• やること:
読む文章によると、Musculoskeletal Imaging: Case Review Series, 2e の症例は難易度別に何段階に分けられていますか。

• 読む文章:

Case Review Series
ElsevierのCase Review Seriesから2点。画像診断学の専門家向けに企画された、Case-based Learning(CBL)の教材だ。
MRIにはいろいろな撮影法があり、コントラストの出方が異なる。「T1は水が黒、T2は白」くらいでもCBT・国試なら大丈夫かもしれないが、自分で使いこなすとなると、原理や使い分け、病変の種類ごとの描写を知らないといけない。
Duke Review of MRI Principles: Case Review Series では、代表的な撮影法ごとに章立てられ、症例がまとめられている。
最初に症例がひとつ示される。その章で学ぶべきポイントを設定するためのものだ。その章を学ぶ意義が自分にあるかどうか、あるなら目安は何か、ここでわかる。
続いて、撮影法の原理と応用のポイントが説明される。この説明は「high yield」と前書きにあるとおり高密度な文章で、模式図は全くないので、初見で理解するのは難しい。この後を読むための知識を標準化しておくためののようだ。
続いて関連する症例がいくつか紹介される。臨床に携わっている医師たちが書いているので、記述は実際的だ。
Musculoskeletal Imaging: Case Review Series, 2e
Musculoskeletal Imaging: Case Review Series, 2e は、運動器系疾患や外傷の画像診断学を症例から学ぶテキストだ。症例は難易度別に3段階に分けられている。
- Opening Round
- Fair Game
- Challenge
Opening Roundでは、代表的な症例が紹介される。人名の付いている典型的な骨折や、CBTや国試にも出題されるテーマがあり、医学科生にも参考になるだろう。鑑別のポイントも役に立つ。
Fair Gameでは、その名の通り(いいカモの意味)専門家でないと悩む症例がでてくる。Challengeはさらに難しい。
解説は簡潔だ。知らない疾患や外傷なら、この解説だけではわからないだろう。他をいろいろ調べて学ぼう。CBLの学び方は本来そういうものだ。
PaperbackのほかKindle版もある。このシリーズのうちここ数年に出版されたタイトルは、Expert Consultに対応している(例)。米英など一部の国ではDRM付きePubやPDFもある。

• 記録の一覧:
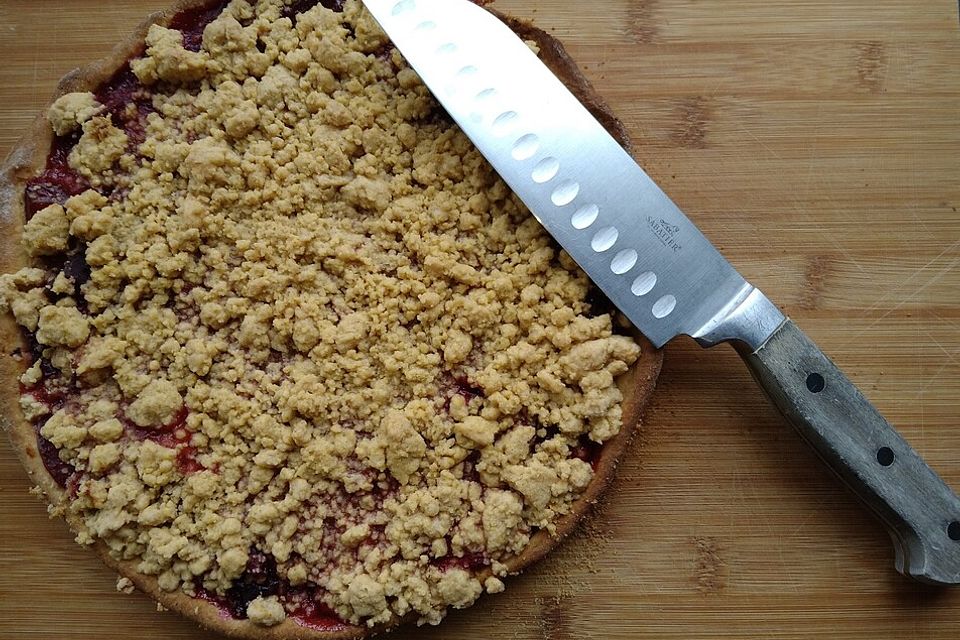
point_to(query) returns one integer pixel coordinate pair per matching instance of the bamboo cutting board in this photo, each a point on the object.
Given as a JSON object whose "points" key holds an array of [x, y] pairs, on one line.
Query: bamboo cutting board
{"points": [[818, 144]]}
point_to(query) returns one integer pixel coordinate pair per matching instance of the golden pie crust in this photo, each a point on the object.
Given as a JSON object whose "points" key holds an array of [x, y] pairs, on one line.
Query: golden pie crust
{"points": [[28, 159]]}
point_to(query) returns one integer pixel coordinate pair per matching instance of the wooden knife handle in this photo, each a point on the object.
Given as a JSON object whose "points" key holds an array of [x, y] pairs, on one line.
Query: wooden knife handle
{"points": [[920, 511]]}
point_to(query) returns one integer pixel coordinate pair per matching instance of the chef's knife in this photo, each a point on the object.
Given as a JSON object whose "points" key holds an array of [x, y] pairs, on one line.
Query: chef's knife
{"points": [[656, 266]]}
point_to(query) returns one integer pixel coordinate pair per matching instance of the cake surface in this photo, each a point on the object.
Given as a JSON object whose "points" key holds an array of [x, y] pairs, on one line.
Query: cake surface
{"points": [[294, 358]]}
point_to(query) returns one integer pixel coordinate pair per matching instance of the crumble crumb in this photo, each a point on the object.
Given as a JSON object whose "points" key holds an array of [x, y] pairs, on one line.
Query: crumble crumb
{"points": [[71, 110], [266, 611]]}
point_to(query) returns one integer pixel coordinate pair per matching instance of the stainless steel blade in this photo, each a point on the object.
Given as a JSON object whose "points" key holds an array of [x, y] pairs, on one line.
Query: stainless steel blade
{"points": [[603, 209]]}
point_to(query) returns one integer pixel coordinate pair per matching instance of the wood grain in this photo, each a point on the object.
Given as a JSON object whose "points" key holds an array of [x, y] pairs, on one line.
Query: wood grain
{"points": [[816, 142]]}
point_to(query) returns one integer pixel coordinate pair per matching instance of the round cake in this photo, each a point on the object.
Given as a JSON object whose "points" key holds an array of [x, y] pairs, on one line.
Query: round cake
{"points": [[281, 346]]}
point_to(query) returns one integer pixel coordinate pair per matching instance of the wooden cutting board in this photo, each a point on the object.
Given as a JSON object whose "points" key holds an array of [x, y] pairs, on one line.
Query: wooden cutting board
{"points": [[818, 144]]}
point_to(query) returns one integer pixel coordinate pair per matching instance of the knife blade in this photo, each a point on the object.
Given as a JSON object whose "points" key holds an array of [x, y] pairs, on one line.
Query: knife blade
{"points": [[657, 267]]}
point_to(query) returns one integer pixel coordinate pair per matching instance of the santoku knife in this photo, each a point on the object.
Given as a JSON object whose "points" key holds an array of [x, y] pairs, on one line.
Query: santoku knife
{"points": [[656, 266]]}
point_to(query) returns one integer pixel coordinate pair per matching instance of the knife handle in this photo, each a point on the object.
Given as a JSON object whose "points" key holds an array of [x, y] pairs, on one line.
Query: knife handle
{"points": [[919, 510]]}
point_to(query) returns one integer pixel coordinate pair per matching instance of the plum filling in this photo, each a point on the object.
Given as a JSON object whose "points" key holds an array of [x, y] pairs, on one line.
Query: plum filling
{"points": [[173, 435], [58, 181], [192, 22], [588, 451], [59, 470], [470, 561], [128, 104], [260, 580]]}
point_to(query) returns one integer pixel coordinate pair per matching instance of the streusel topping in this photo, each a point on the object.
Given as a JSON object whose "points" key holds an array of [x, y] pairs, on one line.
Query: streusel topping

• 結果:
3段階(Opening Round、Fair Game、Challenge)です。